> _TASK DIRECTIONS_: Lay out as a numbered list the lines starting with the one that contains "black life vest | locate" and going on through the one that contains "(136, 0), (1024, 309)", both included and blank lines left out.

> _THE RECORDS_:
— Start —
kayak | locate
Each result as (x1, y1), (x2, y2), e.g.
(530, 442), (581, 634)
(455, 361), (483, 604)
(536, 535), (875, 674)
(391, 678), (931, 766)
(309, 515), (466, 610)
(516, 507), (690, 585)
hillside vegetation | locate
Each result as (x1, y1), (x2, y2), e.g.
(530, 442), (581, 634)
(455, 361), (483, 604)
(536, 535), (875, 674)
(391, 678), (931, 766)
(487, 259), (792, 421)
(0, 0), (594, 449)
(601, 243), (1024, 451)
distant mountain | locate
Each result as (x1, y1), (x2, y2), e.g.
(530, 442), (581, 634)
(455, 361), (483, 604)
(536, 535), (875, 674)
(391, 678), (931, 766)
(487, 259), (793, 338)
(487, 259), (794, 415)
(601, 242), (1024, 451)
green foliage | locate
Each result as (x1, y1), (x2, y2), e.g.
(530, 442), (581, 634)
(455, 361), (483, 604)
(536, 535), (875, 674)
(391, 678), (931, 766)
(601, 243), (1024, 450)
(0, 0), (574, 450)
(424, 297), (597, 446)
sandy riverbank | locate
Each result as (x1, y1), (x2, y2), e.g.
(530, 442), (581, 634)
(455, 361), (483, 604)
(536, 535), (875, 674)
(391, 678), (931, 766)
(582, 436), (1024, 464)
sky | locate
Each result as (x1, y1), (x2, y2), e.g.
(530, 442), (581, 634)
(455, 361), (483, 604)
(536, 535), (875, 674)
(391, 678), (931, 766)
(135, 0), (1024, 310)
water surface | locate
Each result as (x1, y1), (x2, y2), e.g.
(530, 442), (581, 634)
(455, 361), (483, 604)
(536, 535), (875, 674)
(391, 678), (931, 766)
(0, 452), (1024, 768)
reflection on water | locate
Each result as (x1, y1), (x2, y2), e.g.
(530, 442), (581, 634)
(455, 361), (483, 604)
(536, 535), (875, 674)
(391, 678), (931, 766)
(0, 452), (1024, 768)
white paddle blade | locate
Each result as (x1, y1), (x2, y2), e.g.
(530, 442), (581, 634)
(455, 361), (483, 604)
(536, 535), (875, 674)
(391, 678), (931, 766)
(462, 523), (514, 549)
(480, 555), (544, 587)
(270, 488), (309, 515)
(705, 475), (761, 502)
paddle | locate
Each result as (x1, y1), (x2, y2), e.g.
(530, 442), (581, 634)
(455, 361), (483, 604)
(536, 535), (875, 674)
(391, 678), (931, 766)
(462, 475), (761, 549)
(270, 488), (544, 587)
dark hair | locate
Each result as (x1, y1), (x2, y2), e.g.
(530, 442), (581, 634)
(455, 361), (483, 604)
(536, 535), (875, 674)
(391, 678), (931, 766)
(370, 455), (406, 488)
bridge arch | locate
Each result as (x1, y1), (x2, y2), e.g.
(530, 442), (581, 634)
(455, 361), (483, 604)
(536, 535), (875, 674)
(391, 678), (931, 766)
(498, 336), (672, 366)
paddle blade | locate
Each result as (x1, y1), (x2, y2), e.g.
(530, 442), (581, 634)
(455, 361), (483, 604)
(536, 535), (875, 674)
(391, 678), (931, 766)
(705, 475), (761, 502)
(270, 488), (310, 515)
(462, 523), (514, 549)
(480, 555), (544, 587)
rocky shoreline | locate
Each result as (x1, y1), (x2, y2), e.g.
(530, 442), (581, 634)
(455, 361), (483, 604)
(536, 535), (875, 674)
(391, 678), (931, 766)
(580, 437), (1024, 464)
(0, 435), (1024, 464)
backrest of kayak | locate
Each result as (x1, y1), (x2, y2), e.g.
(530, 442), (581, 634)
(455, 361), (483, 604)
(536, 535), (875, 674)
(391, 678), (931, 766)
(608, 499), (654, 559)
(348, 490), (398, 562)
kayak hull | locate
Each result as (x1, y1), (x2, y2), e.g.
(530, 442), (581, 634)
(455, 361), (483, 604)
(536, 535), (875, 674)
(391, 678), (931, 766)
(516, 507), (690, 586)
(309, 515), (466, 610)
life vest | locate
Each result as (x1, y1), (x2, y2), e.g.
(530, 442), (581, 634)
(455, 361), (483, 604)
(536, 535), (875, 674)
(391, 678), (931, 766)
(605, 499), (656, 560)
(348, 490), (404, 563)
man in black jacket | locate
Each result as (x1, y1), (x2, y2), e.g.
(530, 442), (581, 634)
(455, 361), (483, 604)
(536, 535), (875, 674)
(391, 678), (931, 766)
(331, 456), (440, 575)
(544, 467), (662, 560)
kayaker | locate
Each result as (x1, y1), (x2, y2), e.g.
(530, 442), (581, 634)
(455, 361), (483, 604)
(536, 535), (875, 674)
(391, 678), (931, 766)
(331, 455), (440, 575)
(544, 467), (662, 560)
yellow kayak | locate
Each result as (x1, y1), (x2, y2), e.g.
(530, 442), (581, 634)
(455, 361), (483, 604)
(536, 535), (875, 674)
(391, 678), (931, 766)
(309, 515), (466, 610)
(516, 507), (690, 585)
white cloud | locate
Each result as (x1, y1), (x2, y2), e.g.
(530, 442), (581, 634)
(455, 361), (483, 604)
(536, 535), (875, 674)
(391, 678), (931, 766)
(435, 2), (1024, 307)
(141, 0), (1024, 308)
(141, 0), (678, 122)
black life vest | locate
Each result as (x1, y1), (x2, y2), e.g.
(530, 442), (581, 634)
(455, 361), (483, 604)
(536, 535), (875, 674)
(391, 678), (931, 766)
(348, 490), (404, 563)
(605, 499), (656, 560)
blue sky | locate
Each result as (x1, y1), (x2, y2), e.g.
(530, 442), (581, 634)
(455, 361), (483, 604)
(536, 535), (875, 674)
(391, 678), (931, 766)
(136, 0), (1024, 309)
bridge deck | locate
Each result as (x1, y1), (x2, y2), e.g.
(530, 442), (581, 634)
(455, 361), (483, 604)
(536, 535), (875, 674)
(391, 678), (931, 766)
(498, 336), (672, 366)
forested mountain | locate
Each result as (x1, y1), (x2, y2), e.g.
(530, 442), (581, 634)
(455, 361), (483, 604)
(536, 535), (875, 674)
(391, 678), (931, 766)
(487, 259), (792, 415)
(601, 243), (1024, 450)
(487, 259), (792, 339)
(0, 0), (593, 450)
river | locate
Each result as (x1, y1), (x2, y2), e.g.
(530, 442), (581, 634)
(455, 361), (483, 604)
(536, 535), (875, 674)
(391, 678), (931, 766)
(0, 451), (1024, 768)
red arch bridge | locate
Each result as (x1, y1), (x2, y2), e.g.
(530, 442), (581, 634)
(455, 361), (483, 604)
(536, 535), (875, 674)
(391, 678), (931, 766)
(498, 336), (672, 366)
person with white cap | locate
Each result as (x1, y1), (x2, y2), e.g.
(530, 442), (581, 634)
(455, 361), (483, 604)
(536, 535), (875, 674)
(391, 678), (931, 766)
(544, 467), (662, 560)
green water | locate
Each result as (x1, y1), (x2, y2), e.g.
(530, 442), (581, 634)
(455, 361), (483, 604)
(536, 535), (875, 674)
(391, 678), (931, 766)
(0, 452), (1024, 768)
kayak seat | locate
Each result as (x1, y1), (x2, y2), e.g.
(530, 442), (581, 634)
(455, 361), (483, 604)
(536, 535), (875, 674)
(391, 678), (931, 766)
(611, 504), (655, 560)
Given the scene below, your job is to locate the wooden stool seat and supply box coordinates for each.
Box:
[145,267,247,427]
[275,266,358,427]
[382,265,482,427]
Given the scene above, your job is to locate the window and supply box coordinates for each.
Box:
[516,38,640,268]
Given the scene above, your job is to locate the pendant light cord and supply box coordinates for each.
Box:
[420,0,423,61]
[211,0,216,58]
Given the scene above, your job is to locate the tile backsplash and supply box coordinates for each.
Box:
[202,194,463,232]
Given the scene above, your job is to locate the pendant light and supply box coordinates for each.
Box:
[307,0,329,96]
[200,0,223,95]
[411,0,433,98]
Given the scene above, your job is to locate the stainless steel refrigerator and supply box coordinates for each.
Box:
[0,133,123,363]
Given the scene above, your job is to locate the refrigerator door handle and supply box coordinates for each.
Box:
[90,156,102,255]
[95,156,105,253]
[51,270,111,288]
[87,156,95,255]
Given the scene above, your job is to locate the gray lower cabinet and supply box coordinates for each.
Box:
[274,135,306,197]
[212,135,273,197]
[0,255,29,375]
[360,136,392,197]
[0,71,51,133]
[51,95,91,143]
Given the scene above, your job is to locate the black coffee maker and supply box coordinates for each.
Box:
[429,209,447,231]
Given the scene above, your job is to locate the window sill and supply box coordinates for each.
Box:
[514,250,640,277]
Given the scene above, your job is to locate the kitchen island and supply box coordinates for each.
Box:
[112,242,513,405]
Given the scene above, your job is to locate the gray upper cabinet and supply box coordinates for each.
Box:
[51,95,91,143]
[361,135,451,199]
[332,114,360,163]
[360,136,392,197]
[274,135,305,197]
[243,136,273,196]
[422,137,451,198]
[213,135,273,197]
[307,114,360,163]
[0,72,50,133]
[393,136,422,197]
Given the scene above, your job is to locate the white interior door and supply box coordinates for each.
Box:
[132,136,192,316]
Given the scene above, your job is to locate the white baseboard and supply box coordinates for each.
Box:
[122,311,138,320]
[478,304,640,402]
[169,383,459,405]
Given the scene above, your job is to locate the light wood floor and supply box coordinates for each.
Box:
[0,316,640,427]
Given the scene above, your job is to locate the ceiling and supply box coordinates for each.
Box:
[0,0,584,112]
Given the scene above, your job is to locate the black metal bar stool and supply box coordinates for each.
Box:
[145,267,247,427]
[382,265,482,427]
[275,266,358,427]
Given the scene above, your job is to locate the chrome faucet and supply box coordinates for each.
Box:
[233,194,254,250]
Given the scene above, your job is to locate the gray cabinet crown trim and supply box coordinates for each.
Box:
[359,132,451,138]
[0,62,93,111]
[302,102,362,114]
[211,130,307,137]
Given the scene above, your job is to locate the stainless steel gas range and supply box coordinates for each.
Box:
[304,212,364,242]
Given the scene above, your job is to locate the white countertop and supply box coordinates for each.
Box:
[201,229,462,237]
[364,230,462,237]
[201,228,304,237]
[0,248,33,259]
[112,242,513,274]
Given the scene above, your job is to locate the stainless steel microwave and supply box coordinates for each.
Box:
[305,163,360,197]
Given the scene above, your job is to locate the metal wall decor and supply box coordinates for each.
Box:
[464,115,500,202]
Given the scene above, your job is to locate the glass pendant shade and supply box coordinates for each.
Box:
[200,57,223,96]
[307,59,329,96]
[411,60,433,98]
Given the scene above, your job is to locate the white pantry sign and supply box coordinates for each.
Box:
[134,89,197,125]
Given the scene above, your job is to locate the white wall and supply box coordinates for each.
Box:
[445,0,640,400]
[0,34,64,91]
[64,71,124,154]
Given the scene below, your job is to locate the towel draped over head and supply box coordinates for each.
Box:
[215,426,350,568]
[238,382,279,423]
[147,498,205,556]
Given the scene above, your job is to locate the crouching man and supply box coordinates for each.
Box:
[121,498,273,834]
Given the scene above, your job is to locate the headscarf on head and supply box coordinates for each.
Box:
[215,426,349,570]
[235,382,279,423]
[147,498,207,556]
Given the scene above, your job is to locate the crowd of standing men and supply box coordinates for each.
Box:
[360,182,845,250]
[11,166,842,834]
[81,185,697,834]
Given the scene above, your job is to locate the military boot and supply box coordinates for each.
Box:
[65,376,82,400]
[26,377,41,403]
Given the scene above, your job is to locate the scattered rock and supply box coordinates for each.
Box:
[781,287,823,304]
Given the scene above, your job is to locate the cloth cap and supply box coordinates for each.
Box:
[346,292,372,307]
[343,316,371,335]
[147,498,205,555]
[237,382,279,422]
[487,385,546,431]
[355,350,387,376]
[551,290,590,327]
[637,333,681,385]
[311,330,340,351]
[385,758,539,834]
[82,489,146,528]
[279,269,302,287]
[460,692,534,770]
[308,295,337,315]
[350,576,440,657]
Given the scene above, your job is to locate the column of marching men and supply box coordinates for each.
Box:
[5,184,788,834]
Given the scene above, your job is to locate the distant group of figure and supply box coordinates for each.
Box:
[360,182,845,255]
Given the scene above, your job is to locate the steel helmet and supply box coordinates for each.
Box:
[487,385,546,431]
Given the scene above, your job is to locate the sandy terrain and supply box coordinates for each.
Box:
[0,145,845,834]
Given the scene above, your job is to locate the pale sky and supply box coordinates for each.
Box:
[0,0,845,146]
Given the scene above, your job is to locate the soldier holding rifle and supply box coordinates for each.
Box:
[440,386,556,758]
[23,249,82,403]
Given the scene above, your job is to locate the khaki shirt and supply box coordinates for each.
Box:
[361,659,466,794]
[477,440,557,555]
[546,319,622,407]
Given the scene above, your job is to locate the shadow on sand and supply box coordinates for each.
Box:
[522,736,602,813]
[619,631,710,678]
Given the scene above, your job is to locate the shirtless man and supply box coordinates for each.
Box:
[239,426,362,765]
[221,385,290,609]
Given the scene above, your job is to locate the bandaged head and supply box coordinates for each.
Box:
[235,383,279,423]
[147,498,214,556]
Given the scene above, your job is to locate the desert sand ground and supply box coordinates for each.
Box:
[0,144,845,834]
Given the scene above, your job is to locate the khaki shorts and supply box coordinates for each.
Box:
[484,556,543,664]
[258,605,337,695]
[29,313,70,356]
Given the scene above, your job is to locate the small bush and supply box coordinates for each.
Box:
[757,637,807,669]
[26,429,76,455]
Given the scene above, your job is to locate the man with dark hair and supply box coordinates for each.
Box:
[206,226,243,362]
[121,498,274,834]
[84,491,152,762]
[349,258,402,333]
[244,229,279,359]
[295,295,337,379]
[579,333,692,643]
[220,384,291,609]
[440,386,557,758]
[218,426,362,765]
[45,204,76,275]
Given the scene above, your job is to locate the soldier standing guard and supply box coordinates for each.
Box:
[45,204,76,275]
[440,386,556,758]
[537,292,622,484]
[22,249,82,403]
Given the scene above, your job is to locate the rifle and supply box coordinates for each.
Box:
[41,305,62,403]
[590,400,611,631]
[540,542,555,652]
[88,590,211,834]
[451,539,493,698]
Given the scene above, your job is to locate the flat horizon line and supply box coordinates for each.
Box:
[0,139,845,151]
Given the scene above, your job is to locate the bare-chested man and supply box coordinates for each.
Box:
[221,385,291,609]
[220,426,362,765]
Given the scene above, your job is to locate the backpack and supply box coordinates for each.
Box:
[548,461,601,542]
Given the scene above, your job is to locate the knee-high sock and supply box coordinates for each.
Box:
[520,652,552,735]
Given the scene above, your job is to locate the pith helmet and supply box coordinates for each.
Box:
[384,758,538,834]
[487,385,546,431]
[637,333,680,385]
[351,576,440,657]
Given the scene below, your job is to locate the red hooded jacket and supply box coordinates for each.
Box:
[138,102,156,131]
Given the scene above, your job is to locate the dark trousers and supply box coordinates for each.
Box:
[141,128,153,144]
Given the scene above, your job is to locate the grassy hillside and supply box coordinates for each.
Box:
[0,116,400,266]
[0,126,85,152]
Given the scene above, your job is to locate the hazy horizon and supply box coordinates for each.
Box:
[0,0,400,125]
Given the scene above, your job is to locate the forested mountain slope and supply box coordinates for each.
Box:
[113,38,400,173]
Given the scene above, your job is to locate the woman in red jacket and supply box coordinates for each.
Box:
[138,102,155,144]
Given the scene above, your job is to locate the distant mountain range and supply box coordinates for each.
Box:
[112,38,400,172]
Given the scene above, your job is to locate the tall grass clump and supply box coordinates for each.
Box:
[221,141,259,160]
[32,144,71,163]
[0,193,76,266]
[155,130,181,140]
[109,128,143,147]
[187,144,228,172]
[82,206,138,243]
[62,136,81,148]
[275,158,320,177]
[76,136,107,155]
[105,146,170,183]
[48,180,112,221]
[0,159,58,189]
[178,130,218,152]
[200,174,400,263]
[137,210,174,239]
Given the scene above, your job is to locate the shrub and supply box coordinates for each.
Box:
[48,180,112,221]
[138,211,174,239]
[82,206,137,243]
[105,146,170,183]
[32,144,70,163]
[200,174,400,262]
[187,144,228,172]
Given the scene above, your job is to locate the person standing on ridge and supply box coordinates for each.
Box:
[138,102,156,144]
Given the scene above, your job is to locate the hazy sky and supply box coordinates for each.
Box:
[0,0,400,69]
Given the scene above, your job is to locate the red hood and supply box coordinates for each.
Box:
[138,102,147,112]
— End —
> _EXPECTED ANSWER_:
1. black life vest | locate
2. Each result as (x1, y1), (x2, y2), e.g.
3. (530, 442), (581, 634)
4. (455, 361), (483, 604)
5. (536, 535), (875, 674)
6. (391, 678), (931, 766)
7. (348, 490), (404, 563)
8. (605, 499), (656, 560)
9. blue sky | locate
10. Each result as (x1, y1), (x2, y2), e.g.
11. (530, 442), (581, 634)
12. (455, 361), (483, 604)
13. (536, 535), (875, 674)
14. (391, 678), (931, 766)
15. (136, 0), (1024, 309)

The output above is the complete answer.